**PASSAGE SHOWN**
================================
Snapdragon ‘Madame Butterfly Bronze’
I am completely obsessed with the Madam Butterfly series Snapdragons. Fresh seed is incredibly difficult to come by and I am constantly on the breeders waiting list so you can’t image how thrilled I am to come up trumps with this Bronze variety. It literally arrived this week! A ‘must grow’ for me.
Snapdragon Madame Butterfly Bronze has deep apricot bronze petals that look like tiny azalea’s, the tight flower heads keep the pollen hidden for longer making them last much longer in both the vase and the garden, than more open types.
These double snapdragons look like tiny azalea’s, the tight flower heads keep the pollen hidden for longer making them last much longer in both the vase and the garden, than more open types.
So beautiful, they look wonderful arranged just as they are, as well as giving that all important ‘swoosh’ to arrangements!
For garden decoration they are just majestic, blooming on robust strong stems!
How to Grow:
Sow undercover from Autumn (in mild climates) and again in late Winter/early Spring for flowers all Summer.
‘Technically a short-lived perennial’ Snapdragons or Antirrhinum majus, are best treated as an annual given that they germinate and grow a lot more slowly than true annuals.
Antirrhinums can get ‘rust’. A precautionary spray of fungicide can really help. Keep a vigilant eye and remove any leaves that become infected.
For more detailed growing instructions join our ‘Grow-A-Long’ on Instagram and for busy gardeners you can now plan ahead with our ‘new’ Spring Grow-A-Long Handbook (or Autumn Jump Starter Handbook )
Variety: Antirrhinum majus
Type: Short-lived perennial treated as an annual
Position: Full sun in free draining soil.
Sow: Autumn / late Winter/early Spring
Harvest: May/June – July
Seeds per packet: up to 50 seeds approximately (counted by weight)
Cutting /Vase Life:
Cut snapdragons when just the bottom 2-3 flowers are open for the longest vase life.
Place flowers straight into ready buckets of water. We rest our stems for a few hours in water, this is called conditioning.
================================
**STUDY MATERIAL**
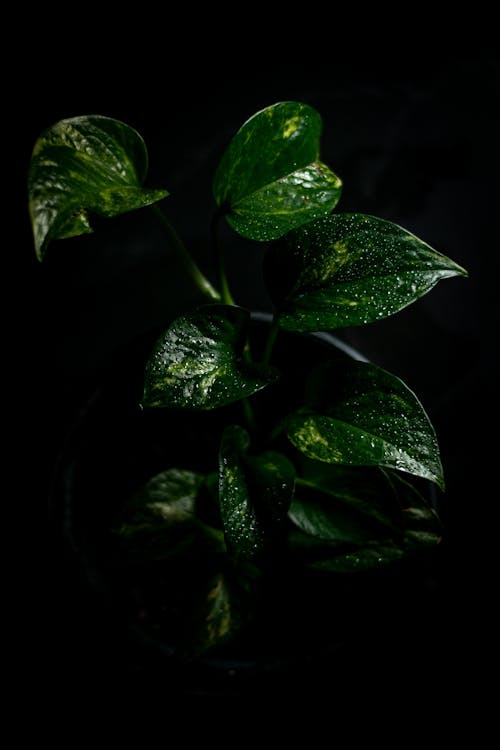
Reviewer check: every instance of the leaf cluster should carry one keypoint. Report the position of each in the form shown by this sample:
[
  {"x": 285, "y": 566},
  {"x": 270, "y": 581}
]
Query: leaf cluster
================================
**EXERCISE**
From the snapdragon product page, extract the passage starting at "For more detailed" and ending at "free draining soil.", and copy it exactly.

**WRITTEN SOLUTION**
For more detailed growing instructions join our ‘Grow-A-Long’ on Instagram and for busy gardeners you can now plan ahead with our ‘new’ Spring Grow-A-Long Handbook (or Autumn Jump Starter Handbook )
Variety: Antirrhinum majus
Type: Short-lived perennial treated as an annual
Position: Full sun in free draining soil.